The problem: Give an exact transcription limited to the lines from the one with "Expected: one point per instance of the grass, each" through the end of the entries, including both; no pictures belong in it.

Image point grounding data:

____________________

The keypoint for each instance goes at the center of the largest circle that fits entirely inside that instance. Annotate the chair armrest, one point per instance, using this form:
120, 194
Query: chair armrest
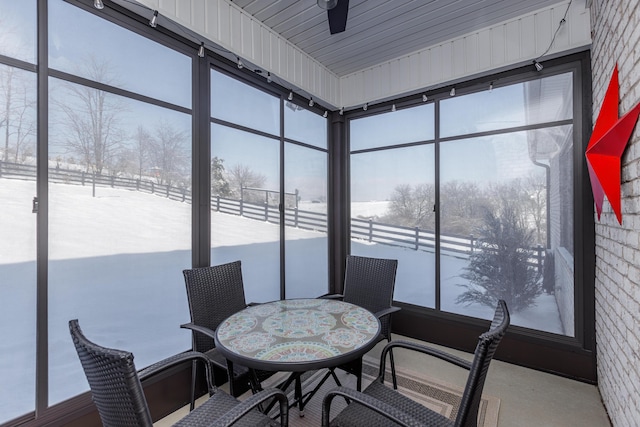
387, 311
458, 361
391, 412
201, 329
331, 296
177, 359
252, 402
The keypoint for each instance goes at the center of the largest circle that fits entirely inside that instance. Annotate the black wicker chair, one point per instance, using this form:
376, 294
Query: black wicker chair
215, 293
380, 405
118, 395
369, 283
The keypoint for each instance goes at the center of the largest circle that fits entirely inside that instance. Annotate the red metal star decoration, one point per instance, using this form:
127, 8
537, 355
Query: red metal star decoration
608, 141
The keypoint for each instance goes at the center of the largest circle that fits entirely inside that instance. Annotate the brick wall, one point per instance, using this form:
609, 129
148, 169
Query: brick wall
616, 38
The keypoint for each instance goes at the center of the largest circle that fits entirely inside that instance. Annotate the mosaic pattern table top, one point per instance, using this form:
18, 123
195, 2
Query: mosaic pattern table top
297, 334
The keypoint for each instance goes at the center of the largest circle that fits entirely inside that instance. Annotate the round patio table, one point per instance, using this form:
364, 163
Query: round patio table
297, 335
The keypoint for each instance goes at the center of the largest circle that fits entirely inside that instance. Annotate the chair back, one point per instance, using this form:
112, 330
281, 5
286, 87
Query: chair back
487, 344
214, 293
115, 387
369, 283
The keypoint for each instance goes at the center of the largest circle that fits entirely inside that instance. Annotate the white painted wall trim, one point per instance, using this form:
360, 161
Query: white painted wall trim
509, 43
516, 41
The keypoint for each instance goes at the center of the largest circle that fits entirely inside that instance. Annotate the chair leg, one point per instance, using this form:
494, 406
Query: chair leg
393, 367
194, 368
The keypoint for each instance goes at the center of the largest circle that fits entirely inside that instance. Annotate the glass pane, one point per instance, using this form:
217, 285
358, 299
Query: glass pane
304, 126
120, 228
398, 127
236, 102
18, 35
503, 202
532, 102
244, 201
306, 244
18, 247
116, 56
392, 216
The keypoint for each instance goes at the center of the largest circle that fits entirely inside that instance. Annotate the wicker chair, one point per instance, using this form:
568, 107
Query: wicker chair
117, 390
380, 405
215, 293
369, 283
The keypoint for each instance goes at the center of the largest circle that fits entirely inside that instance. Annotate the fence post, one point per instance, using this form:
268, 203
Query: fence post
540, 258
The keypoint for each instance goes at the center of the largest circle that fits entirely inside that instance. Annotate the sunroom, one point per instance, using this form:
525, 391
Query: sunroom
146, 137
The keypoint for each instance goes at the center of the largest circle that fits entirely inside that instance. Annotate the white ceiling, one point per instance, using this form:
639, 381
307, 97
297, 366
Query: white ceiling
380, 30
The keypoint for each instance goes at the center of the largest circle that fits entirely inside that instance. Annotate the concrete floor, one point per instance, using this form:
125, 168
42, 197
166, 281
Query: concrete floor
527, 397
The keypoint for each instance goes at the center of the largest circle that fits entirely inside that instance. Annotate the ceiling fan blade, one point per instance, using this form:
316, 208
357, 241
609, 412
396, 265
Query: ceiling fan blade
338, 17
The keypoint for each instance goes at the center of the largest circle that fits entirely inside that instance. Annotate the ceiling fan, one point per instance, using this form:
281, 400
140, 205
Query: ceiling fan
337, 11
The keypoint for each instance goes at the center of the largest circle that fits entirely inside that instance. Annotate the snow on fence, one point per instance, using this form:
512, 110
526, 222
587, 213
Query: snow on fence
363, 229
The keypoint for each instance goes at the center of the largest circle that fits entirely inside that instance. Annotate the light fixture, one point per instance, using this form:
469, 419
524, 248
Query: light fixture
538, 65
327, 4
154, 19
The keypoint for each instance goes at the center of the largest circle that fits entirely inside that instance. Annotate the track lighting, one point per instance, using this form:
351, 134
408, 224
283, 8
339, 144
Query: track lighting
538, 65
154, 19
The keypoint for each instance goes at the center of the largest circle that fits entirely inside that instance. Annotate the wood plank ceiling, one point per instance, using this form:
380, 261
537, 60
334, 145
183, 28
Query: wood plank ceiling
380, 30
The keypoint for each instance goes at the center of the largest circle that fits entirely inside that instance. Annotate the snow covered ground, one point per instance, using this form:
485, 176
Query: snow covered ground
116, 264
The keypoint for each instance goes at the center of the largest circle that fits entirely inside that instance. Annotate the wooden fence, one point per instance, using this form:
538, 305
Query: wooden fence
368, 230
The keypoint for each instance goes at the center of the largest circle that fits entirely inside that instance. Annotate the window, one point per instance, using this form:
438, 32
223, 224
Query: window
119, 193
18, 225
504, 186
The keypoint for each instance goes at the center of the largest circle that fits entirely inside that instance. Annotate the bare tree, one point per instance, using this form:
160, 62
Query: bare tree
241, 176
412, 206
170, 154
92, 119
17, 115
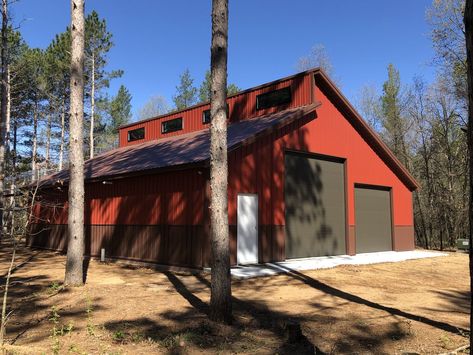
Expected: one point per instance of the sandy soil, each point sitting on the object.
(417, 306)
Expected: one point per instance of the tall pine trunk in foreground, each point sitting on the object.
(468, 20)
(75, 246)
(92, 110)
(3, 110)
(221, 293)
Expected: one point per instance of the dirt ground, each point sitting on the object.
(417, 306)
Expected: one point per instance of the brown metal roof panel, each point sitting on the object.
(178, 150)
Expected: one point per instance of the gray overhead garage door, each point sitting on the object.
(315, 206)
(372, 219)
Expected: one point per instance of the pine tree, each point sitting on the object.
(155, 106)
(75, 245)
(98, 42)
(186, 93)
(392, 120)
(204, 89)
(120, 109)
(221, 292)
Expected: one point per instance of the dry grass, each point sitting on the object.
(414, 306)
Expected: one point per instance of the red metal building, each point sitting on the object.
(307, 177)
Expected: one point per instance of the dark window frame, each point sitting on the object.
(272, 98)
(138, 131)
(204, 121)
(172, 129)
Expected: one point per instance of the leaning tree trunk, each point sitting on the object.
(468, 20)
(63, 129)
(75, 246)
(221, 294)
(47, 156)
(34, 153)
(3, 109)
(92, 110)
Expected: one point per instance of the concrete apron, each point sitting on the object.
(327, 262)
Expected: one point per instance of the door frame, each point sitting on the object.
(330, 158)
(391, 206)
(257, 224)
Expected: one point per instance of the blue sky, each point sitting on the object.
(155, 41)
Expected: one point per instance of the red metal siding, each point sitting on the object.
(178, 199)
(174, 198)
(241, 106)
(259, 168)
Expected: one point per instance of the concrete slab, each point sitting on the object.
(326, 262)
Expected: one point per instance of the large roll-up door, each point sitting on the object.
(315, 206)
(372, 219)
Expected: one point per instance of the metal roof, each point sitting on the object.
(182, 150)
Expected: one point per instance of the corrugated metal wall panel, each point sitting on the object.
(241, 106)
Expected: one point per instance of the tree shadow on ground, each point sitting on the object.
(356, 299)
(452, 302)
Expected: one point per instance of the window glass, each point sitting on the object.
(273, 98)
(136, 134)
(171, 125)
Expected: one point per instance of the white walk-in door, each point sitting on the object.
(247, 229)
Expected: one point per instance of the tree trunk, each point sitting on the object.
(468, 20)
(3, 110)
(34, 148)
(63, 129)
(75, 246)
(220, 298)
(92, 109)
(48, 141)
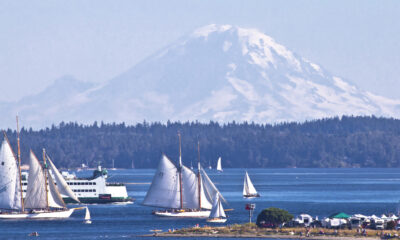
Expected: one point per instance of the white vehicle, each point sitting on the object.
(90, 190)
(304, 219)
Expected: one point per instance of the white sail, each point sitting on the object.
(164, 190)
(87, 214)
(217, 211)
(10, 193)
(190, 191)
(219, 166)
(209, 188)
(248, 187)
(61, 183)
(36, 191)
(205, 203)
(54, 198)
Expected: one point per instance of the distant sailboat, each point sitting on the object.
(42, 196)
(249, 190)
(217, 214)
(87, 216)
(219, 166)
(180, 191)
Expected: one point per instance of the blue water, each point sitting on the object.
(318, 192)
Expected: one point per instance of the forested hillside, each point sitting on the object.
(334, 142)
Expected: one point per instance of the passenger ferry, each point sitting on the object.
(90, 190)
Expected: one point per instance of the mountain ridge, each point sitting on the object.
(219, 73)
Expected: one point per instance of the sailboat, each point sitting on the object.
(87, 216)
(42, 199)
(180, 191)
(249, 190)
(217, 214)
(219, 166)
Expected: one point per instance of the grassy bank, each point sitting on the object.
(251, 230)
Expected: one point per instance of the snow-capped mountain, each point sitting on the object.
(220, 73)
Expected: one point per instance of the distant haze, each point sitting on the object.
(218, 72)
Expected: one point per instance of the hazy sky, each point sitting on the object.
(41, 41)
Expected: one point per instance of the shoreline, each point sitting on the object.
(252, 231)
(272, 236)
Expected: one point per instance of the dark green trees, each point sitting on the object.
(273, 217)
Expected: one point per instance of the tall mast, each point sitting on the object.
(45, 178)
(19, 168)
(180, 170)
(198, 173)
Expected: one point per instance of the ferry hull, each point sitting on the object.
(38, 215)
(90, 200)
(194, 214)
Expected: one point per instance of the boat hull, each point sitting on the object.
(188, 214)
(97, 200)
(217, 220)
(38, 215)
(251, 195)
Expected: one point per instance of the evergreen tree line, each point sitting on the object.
(333, 142)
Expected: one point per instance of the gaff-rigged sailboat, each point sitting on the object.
(249, 191)
(42, 197)
(219, 166)
(217, 214)
(180, 191)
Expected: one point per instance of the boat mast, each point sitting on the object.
(198, 173)
(45, 178)
(180, 170)
(19, 168)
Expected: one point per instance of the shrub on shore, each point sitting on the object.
(273, 217)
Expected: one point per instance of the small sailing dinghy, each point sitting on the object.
(87, 216)
(217, 214)
(249, 190)
(180, 191)
(219, 166)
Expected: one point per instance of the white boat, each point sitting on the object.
(249, 191)
(219, 166)
(217, 214)
(42, 198)
(87, 216)
(94, 189)
(180, 191)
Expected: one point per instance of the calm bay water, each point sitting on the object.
(318, 192)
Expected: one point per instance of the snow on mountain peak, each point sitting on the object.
(220, 73)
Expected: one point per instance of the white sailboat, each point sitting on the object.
(87, 216)
(42, 198)
(249, 190)
(219, 166)
(217, 214)
(180, 191)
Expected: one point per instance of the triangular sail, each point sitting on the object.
(54, 198)
(87, 214)
(217, 211)
(61, 183)
(219, 166)
(164, 189)
(248, 187)
(10, 190)
(190, 191)
(209, 188)
(36, 191)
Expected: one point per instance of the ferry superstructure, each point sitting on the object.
(95, 189)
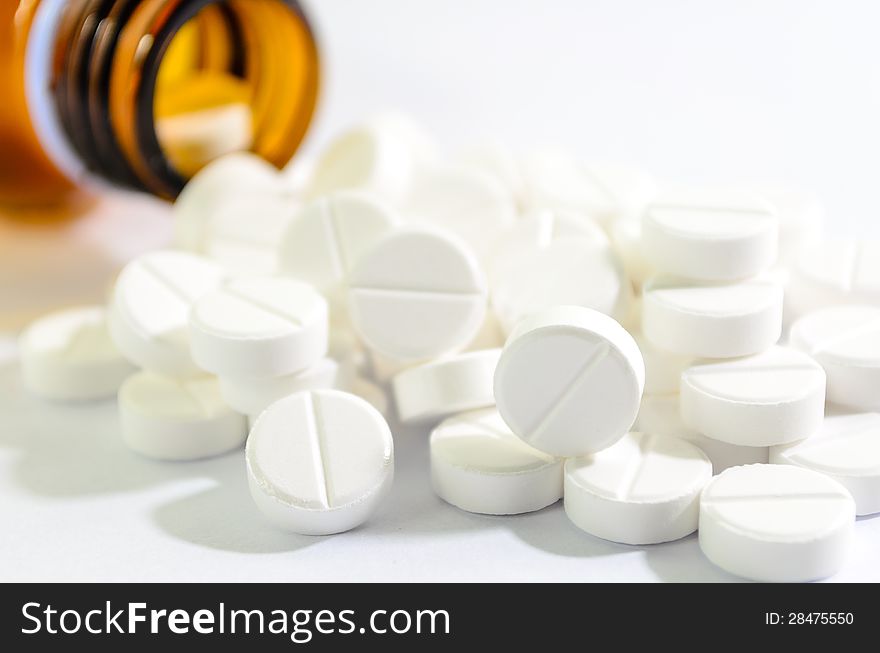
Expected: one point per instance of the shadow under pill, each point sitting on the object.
(225, 518)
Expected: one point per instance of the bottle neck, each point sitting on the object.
(109, 84)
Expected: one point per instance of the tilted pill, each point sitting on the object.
(417, 294)
(446, 386)
(661, 415)
(712, 320)
(68, 356)
(478, 465)
(644, 489)
(846, 448)
(241, 173)
(710, 236)
(328, 236)
(776, 523)
(177, 419)
(319, 462)
(845, 340)
(569, 381)
(149, 313)
(250, 395)
(774, 397)
(259, 327)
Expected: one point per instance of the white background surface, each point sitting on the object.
(695, 91)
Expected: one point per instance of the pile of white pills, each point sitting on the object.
(559, 330)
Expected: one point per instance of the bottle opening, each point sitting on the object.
(144, 93)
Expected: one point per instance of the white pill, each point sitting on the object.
(380, 155)
(800, 216)
(478, 465)
(68, 356)
(490, 335)
(417, 294)
(832, 272)
(152, 300)
(446, 386)
(571, 271)
(775, 397)
(469, 202)
(776, 523)
(660, 415)
(328, 237)
(240, 173)
(178, 419)
(644, 489)
(243, 233)
(319, 462)
(251, 395)
(569, 381)
(845, 340)
(846, 448)
(710, 320)
(259, 327)
(369, 392)
(710, 235)
(535, 232)
(662, 368)
(556, 180)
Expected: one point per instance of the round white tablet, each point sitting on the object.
(774, 397)
(478, 465)
(569, 381)
(469, 202)
(556, 180)
(417, 294)
(776, 523)
(709, 320)
(174, 419)
(319, 462)
(533, 233)
(446, 386)
(250, 395)
(239, 173)
(660, 415)
(710, 235)
(845, 340)
(149, 315)
(644, 489)
(573, 271)
(846, 448)
(259, 327)
(832, 272)
(328, 236)
(369, 392)
(68, 356)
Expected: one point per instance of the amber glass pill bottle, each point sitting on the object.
(142, 93)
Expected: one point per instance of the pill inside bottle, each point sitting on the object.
(143, 93)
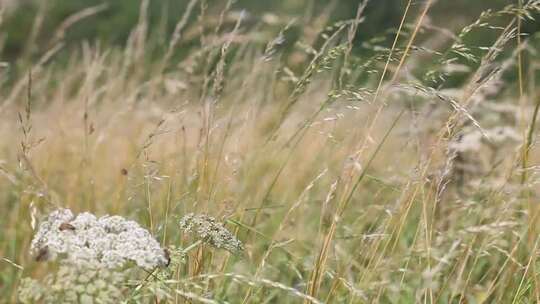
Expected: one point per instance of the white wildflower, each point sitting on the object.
(110, 240)
(211, 231)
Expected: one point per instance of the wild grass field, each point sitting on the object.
(269, 158)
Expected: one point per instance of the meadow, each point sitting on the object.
(322, 168)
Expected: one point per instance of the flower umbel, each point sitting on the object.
(110, 241)
(211, 231)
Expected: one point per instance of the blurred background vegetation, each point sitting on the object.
(114, 23)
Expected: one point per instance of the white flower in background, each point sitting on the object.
(211, 231)
(110, 241)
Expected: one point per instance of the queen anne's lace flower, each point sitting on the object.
(108, 240)
(211, 232)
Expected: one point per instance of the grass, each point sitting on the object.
(403, 169)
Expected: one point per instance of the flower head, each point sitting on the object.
(211, 232)
(110, 241)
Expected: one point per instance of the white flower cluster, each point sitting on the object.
(211, 231)
(110, 241)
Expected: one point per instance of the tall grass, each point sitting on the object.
(403, 169)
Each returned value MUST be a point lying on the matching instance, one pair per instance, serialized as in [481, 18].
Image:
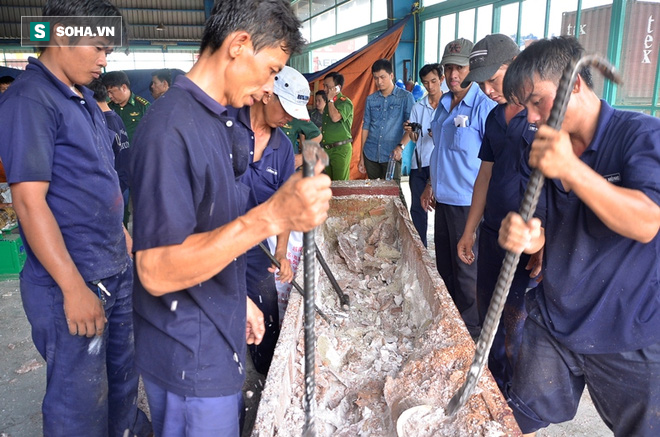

____________________

Your solution:
Expected: one point per instance of the grass, each point sitting on the object.
(403, 169)
Expected: one point per instance of the flower head, each point sitting on the object.
(211, 232)
(110, 241)
Expected: one point per instance of the white flower cluster, each point sitting on the object.
(211, 231)
(110, 241)
Expected: one point per instance of the tall grass, each point sitting on the object.
(403, 169)
Each returned value MUST be a point lying on the matching instance, one pair per instance, serialized as in [481, 18].
Image:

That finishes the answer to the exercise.